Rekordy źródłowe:
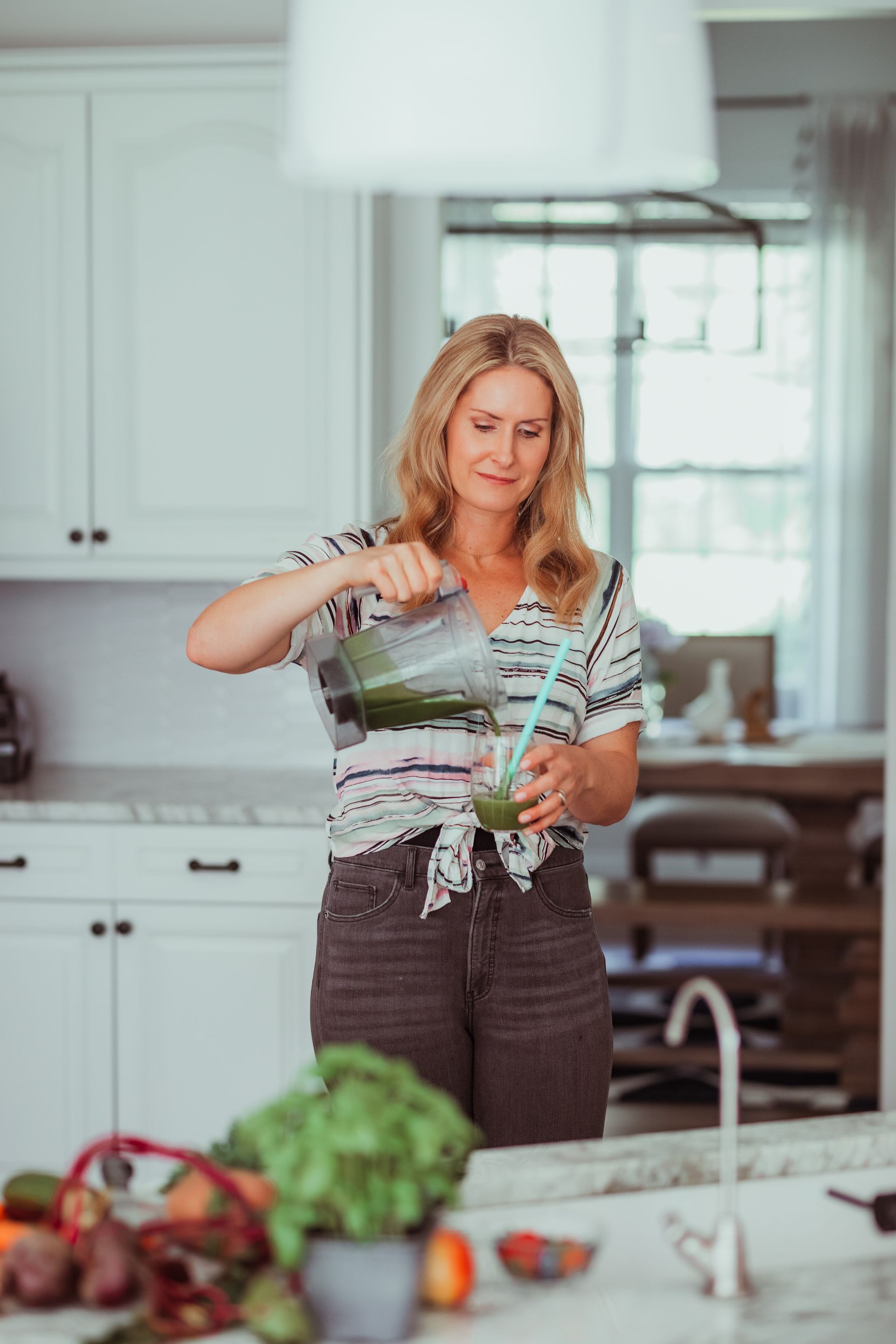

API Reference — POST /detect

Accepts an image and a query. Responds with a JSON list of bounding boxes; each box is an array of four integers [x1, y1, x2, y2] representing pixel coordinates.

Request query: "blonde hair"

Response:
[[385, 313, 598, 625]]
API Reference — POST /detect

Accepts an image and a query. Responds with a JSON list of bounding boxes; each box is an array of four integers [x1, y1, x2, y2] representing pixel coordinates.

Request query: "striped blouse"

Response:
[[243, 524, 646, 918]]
==
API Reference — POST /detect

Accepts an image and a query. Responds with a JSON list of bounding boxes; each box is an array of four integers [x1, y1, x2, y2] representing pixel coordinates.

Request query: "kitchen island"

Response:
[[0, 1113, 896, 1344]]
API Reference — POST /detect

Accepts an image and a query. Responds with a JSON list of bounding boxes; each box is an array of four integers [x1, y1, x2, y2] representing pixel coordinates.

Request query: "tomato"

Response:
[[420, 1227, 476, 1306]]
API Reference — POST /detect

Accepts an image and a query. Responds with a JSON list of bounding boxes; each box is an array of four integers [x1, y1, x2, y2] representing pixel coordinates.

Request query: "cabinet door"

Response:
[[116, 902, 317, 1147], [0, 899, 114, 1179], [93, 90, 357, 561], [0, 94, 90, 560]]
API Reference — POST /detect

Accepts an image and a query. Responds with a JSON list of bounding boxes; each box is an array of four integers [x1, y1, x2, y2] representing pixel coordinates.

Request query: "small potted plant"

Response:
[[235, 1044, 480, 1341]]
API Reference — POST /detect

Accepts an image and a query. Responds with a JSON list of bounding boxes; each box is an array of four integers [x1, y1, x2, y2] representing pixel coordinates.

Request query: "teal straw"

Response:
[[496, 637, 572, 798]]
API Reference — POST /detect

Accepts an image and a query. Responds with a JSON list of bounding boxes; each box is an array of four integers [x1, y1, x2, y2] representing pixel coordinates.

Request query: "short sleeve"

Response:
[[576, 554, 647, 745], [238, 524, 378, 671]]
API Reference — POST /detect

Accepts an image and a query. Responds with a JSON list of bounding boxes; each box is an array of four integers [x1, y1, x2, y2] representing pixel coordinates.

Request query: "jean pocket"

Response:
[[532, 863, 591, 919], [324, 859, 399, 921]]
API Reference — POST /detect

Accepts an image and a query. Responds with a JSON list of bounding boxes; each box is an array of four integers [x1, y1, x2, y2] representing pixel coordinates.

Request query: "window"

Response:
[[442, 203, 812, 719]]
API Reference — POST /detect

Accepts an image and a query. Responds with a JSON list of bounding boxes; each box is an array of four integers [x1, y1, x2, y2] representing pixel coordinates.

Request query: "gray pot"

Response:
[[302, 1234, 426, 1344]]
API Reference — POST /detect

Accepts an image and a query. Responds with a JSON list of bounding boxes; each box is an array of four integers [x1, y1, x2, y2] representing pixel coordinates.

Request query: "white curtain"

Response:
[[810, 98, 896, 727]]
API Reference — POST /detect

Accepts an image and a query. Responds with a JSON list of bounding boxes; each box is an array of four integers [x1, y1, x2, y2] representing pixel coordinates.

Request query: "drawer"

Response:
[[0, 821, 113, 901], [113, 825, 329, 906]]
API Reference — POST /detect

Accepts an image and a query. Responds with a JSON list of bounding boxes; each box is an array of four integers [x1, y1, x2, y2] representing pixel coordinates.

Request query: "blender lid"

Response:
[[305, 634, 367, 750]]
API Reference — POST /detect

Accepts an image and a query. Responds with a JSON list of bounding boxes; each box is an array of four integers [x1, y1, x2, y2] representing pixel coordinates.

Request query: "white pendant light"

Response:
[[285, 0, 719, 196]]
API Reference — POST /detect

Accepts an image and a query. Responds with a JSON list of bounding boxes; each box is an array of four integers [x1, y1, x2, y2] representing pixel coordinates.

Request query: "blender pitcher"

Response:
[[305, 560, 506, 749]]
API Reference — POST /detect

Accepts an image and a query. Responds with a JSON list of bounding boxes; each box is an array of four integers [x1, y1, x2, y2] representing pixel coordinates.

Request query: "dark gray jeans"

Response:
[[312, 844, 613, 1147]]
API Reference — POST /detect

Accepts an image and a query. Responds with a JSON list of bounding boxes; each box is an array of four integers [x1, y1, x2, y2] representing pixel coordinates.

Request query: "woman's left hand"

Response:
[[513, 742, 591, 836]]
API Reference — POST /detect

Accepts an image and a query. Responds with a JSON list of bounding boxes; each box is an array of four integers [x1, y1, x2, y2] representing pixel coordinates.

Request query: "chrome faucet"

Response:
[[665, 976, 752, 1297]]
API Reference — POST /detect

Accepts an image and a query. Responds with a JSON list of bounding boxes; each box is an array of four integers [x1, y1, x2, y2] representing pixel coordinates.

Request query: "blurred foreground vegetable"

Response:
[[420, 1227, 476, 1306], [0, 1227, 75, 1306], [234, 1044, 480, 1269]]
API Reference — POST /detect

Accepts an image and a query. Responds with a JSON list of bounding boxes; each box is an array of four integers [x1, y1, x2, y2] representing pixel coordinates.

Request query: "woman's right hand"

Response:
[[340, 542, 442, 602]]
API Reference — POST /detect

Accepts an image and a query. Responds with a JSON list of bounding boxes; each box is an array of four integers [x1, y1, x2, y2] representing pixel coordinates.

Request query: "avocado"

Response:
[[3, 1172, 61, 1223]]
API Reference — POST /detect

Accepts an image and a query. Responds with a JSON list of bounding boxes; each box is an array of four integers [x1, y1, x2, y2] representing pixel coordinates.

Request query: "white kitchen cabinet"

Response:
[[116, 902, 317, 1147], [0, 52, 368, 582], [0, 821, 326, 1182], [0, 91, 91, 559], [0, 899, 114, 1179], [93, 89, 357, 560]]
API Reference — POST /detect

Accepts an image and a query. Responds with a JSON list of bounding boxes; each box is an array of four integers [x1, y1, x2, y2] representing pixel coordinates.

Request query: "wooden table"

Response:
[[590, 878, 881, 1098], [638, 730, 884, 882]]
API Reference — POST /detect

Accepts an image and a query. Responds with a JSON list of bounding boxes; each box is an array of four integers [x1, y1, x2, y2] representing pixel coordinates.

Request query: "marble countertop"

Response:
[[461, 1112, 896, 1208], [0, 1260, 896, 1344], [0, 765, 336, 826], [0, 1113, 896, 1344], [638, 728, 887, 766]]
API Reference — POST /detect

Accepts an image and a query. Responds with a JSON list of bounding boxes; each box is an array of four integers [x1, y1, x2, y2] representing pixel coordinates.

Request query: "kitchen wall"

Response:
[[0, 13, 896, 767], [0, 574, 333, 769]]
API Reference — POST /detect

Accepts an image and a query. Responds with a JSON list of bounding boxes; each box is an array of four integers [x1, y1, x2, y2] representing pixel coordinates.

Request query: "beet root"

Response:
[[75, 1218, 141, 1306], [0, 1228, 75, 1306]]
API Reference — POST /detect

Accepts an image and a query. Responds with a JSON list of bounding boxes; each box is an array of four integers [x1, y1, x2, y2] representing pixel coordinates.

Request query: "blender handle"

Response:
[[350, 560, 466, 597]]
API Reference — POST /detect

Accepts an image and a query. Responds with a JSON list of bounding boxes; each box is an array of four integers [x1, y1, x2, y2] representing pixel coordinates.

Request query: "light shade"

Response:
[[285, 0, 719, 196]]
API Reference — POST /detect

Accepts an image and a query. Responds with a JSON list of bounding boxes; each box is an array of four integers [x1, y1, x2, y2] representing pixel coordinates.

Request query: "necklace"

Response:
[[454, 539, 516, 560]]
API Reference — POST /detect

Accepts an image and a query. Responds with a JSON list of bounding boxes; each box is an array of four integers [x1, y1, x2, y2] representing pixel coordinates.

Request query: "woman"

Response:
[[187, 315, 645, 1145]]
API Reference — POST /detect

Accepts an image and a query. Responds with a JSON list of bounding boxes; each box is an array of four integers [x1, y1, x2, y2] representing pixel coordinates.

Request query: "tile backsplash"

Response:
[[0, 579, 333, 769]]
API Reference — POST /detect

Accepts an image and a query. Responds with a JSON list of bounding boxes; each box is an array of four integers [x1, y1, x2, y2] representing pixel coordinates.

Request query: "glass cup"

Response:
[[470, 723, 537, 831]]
...
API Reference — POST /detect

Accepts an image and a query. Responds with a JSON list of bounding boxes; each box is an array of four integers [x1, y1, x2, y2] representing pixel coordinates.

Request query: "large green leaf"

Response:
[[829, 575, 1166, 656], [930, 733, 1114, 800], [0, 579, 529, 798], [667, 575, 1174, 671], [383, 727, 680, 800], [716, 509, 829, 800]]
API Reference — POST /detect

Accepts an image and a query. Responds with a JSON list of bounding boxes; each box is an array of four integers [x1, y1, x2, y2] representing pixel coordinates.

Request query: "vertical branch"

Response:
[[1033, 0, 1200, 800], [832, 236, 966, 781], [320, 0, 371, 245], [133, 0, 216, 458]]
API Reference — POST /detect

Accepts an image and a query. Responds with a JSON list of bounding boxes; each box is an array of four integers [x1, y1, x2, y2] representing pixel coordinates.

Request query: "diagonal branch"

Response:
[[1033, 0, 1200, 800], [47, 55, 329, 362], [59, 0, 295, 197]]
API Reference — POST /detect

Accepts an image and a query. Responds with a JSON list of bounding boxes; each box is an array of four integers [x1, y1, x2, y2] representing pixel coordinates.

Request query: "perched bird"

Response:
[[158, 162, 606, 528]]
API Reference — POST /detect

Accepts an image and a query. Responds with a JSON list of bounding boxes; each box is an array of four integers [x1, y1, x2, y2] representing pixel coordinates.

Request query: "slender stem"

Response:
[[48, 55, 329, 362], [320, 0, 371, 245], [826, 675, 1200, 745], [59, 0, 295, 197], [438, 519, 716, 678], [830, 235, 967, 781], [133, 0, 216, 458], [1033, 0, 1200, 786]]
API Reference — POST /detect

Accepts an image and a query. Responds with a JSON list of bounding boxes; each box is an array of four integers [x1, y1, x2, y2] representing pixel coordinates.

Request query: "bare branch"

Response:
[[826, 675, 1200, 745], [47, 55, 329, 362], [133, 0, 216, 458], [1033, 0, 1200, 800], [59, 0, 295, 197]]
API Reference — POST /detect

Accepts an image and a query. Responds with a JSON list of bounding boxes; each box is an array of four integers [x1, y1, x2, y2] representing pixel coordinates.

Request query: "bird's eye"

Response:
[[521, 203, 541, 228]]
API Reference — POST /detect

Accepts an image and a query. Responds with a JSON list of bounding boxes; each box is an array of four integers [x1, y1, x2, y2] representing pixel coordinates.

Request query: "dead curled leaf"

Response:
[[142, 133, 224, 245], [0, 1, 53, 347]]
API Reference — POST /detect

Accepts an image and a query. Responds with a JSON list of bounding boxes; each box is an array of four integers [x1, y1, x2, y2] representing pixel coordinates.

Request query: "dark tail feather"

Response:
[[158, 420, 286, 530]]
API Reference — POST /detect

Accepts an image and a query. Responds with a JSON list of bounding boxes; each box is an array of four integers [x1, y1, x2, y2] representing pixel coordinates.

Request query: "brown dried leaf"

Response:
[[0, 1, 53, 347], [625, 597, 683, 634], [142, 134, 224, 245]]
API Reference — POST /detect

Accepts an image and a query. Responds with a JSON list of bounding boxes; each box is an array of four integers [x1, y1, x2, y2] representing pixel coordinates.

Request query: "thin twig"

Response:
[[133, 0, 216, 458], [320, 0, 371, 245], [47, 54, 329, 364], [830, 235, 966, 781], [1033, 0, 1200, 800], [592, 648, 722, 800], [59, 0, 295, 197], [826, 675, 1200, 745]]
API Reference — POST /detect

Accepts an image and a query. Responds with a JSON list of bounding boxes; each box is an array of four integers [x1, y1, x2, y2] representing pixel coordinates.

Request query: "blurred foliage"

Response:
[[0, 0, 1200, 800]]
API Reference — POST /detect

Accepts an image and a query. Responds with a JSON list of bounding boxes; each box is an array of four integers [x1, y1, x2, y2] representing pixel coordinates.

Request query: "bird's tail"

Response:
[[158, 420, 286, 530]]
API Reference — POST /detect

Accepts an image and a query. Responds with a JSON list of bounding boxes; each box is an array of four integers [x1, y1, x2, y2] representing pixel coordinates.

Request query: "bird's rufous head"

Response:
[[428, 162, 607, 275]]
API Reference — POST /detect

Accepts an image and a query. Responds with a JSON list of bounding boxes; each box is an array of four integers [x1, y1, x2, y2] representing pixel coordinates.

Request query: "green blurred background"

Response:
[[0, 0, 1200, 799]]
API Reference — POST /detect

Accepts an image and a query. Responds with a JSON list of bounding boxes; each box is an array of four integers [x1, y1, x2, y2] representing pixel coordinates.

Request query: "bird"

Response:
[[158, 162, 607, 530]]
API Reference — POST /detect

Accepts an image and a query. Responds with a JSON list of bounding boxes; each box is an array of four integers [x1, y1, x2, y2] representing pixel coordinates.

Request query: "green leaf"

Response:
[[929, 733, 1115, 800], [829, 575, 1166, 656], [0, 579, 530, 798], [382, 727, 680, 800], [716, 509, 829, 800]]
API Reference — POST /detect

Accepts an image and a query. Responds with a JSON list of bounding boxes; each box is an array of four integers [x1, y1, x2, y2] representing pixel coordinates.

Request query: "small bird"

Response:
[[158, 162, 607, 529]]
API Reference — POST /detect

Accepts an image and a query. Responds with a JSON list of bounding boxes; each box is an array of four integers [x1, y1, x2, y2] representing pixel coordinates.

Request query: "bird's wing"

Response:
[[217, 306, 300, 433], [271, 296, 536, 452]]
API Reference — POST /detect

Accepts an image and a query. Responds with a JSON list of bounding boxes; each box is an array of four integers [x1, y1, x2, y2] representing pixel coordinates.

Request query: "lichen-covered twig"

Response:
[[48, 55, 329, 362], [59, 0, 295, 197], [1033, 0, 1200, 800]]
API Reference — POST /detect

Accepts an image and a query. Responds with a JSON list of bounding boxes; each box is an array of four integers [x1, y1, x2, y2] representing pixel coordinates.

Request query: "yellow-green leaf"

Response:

# Do wykonania
Które wiersze rekordów zawierają ciąg „small”? Odfiltruj i przepisz każdy taki wiersz, biorąc pod uwagę wielkość liter.

# Przykładowe rozwiązanie
Request query: "small potted plant"
Request query: "small bird"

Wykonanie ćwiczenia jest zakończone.